### [Arbeitsauftrag 1]
Welche Personen nennt der Artikel über Niels Giffey namentlich? Zähle alle auf.
### [Arbeitsauftrag 2]
Gib aus dem Artikel über Niels Giffey den Abschnitt von „Lange ist es“ bis einschließlich „was für eine.“ wortgetreu wieder.
### [Arbeitsauftrag 3]
Wie geht der Artikel über Niels Giffey weiter? Schreibe ihn im Anschluss an seinen letzten Satz fort.

### [Vorliegender Text]
════════════════════

Ein weiteres Berliner Original bereichert den Kreis der „Jugend trainiert“-Botschafterinnen und -Botschafter. Nachdem wir in der vergangenen Woche bereits den Hauptstädter Philipp Herder als neuen Turn-Paten des Schulsportwettbewerbs vorstellen konnten, ist es nun Basketball-Weltmeister Niels Giffey, ebenfalls geboren und aufgewachsen in Berlin, der sich bereiterklärt hat, die Paten-Rolle bei Jugend trainiert für Olympia & Paralympics zu übernehmen. Wir stellen euch den Zweimetermann kurz vor Beginn des Frühjahrsfinales 2024 vor.

Von Kai Gemeinder

Lange ist es her, dass Niels Giffey, Jahrgang 1992, selbst als Schüler des Heinrich-Schliemann-Gymnasiums an den Basketballwettbewerben von „Jugend trainiert“ teilnahm. Das Bundesfinale erreicht hat er dabei nie. „Gegen die Berliner Sportschulen hatten wir keine Chance“, sagt er. Karriere gemacht hat der Ur-Berliner, der lange Zeit für Alba Berlin spielte und derzeit bei Bundesliga-Tabellenführer Bayern München unter Vertrag steht, trotzdem. Und was für eine.

════════════════════

### [Erfasste Daten]
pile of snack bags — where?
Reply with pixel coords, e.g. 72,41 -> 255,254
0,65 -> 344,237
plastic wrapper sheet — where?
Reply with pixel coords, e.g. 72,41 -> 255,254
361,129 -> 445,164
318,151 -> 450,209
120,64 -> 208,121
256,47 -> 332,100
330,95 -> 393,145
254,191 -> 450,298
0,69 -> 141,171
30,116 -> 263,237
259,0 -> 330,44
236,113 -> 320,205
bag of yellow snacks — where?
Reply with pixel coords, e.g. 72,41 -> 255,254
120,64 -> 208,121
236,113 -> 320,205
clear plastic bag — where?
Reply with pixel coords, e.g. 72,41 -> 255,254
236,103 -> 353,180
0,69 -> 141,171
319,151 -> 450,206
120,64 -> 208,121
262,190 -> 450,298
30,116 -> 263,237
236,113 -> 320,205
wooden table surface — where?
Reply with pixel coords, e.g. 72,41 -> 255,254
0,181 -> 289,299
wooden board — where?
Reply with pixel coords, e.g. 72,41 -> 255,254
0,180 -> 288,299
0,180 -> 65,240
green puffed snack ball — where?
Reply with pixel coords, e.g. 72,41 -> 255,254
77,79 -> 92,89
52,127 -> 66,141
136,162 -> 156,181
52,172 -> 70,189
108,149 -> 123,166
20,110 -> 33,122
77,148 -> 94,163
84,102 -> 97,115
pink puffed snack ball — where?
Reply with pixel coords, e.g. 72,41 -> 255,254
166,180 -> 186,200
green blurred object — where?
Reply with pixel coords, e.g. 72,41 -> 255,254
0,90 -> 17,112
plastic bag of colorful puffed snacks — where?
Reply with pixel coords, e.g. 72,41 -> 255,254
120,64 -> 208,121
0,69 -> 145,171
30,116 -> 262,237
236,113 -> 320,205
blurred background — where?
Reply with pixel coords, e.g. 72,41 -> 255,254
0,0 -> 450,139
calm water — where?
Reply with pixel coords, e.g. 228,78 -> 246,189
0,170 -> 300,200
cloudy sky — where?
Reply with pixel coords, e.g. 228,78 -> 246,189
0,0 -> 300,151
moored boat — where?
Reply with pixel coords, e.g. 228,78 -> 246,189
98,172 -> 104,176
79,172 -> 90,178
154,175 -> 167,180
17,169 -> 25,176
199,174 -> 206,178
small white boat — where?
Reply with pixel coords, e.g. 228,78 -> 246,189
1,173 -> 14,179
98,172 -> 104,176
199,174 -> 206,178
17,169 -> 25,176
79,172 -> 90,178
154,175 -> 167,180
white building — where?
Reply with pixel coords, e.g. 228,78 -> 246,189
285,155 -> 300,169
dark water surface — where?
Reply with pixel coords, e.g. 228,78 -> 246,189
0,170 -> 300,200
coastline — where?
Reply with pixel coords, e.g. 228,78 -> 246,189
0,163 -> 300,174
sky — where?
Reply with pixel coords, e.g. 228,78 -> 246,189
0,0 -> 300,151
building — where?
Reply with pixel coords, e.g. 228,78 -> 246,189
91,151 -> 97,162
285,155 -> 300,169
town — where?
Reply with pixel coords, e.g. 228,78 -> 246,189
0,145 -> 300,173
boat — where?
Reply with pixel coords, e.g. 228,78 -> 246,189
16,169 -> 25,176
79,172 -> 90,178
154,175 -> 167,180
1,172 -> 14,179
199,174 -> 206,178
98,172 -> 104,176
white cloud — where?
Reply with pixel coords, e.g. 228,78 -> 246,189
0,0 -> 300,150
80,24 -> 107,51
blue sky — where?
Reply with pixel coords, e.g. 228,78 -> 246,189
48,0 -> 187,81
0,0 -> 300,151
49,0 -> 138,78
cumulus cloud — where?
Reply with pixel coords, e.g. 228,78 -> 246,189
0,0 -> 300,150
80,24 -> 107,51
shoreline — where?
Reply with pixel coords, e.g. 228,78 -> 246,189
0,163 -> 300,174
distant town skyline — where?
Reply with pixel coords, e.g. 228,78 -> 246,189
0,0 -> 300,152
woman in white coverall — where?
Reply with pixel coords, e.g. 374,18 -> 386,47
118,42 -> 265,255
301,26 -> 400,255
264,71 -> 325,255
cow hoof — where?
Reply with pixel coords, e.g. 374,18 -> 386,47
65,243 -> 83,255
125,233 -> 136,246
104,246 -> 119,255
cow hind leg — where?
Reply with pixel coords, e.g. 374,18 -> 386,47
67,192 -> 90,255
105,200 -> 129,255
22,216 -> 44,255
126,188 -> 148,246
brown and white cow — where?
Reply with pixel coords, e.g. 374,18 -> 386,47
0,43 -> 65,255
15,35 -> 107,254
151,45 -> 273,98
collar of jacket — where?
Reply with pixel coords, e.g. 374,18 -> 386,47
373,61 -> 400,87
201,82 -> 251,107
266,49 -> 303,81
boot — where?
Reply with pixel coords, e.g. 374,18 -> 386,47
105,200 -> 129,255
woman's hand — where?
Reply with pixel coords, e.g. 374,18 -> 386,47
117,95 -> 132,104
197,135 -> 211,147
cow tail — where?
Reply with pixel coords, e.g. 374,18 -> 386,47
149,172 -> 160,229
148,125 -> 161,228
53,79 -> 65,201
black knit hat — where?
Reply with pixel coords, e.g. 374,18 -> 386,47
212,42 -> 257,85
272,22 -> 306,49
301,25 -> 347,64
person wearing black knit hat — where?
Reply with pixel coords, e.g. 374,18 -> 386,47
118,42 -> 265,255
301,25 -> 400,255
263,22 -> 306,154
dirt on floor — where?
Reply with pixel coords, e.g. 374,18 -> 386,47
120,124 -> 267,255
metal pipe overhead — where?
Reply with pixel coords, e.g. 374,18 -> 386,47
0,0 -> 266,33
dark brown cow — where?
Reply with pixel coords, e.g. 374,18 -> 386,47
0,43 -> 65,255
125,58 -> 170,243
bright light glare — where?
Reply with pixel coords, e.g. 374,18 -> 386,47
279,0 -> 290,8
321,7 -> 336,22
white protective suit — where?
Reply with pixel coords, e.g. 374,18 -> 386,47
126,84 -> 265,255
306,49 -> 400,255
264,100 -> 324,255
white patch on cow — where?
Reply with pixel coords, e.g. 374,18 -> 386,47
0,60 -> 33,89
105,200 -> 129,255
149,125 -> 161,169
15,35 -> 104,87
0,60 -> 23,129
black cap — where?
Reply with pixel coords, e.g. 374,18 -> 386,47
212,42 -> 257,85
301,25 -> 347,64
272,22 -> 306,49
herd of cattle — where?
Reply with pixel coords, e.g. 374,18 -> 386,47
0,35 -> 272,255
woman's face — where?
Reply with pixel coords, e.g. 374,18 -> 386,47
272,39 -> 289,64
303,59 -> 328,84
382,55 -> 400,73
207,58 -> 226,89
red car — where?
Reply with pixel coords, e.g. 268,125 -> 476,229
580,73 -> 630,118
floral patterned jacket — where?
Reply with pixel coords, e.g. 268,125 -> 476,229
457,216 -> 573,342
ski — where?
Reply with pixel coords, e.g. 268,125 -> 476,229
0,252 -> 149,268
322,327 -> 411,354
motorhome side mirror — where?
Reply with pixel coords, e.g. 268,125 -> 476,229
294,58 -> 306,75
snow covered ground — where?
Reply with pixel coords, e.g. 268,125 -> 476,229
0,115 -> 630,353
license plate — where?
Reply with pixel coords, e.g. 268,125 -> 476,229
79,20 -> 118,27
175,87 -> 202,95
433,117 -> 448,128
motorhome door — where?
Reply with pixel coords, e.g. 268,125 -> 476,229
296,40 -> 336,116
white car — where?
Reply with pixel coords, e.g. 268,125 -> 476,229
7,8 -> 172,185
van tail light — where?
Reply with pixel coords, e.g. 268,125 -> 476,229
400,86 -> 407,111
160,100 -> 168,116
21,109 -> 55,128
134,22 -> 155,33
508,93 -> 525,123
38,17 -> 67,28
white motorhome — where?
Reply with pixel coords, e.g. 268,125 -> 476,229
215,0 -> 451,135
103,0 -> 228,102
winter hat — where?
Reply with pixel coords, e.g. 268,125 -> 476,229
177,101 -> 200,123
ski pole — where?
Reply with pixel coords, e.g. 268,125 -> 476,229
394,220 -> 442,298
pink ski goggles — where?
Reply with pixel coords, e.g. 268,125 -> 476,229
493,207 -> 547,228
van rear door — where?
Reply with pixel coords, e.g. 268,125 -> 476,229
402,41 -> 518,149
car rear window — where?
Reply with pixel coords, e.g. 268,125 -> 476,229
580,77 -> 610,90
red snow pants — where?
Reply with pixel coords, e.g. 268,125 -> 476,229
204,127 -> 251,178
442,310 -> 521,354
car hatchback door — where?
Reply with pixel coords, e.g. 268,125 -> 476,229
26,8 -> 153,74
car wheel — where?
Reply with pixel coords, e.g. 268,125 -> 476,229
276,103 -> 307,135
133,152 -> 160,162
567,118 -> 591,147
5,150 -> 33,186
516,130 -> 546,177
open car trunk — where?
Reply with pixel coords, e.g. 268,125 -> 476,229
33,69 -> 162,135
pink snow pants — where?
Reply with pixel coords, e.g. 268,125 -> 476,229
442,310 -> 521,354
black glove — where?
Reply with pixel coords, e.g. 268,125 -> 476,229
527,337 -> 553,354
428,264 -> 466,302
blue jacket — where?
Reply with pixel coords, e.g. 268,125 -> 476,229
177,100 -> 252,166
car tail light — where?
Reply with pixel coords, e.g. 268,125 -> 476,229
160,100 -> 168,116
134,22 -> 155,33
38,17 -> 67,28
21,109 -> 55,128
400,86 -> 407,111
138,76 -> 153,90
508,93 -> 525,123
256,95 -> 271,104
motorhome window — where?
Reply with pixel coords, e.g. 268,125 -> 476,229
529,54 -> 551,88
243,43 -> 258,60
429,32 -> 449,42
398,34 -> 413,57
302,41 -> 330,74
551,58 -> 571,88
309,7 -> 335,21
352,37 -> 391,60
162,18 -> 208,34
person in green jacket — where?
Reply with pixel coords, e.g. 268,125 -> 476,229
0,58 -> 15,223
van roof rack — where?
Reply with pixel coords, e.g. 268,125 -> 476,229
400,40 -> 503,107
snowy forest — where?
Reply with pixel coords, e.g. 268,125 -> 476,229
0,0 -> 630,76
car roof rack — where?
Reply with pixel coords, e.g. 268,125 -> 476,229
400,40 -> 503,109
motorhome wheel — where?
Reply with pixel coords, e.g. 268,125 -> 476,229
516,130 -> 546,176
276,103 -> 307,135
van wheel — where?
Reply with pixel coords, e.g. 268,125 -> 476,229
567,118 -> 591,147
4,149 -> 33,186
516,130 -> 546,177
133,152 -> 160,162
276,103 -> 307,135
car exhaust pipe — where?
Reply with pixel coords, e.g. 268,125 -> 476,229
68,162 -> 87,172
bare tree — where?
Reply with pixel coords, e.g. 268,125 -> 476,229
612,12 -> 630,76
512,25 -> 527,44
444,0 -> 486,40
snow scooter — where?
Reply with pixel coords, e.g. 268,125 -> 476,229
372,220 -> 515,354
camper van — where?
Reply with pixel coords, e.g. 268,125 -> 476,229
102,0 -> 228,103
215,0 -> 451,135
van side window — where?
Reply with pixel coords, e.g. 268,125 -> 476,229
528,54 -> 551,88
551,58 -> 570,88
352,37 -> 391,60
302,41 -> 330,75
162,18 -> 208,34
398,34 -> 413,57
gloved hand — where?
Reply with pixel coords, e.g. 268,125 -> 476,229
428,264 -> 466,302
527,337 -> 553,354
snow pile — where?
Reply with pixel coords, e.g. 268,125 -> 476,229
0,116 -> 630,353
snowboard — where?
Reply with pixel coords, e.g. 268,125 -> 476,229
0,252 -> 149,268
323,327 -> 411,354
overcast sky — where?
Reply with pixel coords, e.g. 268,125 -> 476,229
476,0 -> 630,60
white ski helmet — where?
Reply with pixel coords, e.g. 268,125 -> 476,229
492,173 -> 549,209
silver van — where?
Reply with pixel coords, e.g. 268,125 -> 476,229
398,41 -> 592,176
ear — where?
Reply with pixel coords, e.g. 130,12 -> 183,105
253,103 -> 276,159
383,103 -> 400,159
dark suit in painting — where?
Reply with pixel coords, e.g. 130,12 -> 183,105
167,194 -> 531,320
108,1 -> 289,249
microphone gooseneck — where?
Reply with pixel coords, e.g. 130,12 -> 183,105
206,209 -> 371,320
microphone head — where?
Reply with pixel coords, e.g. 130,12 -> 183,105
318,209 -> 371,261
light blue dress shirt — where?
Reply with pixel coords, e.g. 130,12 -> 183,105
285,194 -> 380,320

════════════════════

### [Deine Antwort 1]
Philipp Herder, Niels Giffey, Kai Gemeinder

### [Deine Antwort 2]
Lange ist es her, dass Niels Giffey, Jahrgang 1992, selbst als Schüler des Heinrich-Schliemann-Gymnasiums an den Basketballwettbewerben von „Jugend trainiert“ teilnahm. Das Bundesfinale erreicht hat er dabei nie. „Gegen die Berliner Sportschulen hatten wir keine Chance“, sagt er. Karriere gemacht hat der Ur-Berliner, der lange Zeit für Alba Berlin spielte und derzeit bei Bundesliga-Tabellenführer Bayern München unter Vertrag steht, trotzdem. Und was für eine.

### [Deine Antwort 3]
Über seine Sportart Basketball sagt Giffey: „Es war Liebe auf den ersten Blick“. Auch wenn es eine alte Sporthalle war, in der er als Kind trainierte, sei er von Tag eins richtig heiß auf Basketball gewesen. In dieser alten Halle fand er eine „gute Truppe“, hatte Spaß, baute mit der Zeit ein gesundes Selbstbewusstsein auf. „Außerdem habe ich mich mit Hip-Hop und den Klamotten super wohlgefühlt. Das war mehr als Sport, sondern so eine kleine Welt, in die man da eingestiegen ist.“ Schwimmen und Fußball, worin er sich zuvor im Grundschulalter ausprobiert hatte, konnten ihm das nicht geben.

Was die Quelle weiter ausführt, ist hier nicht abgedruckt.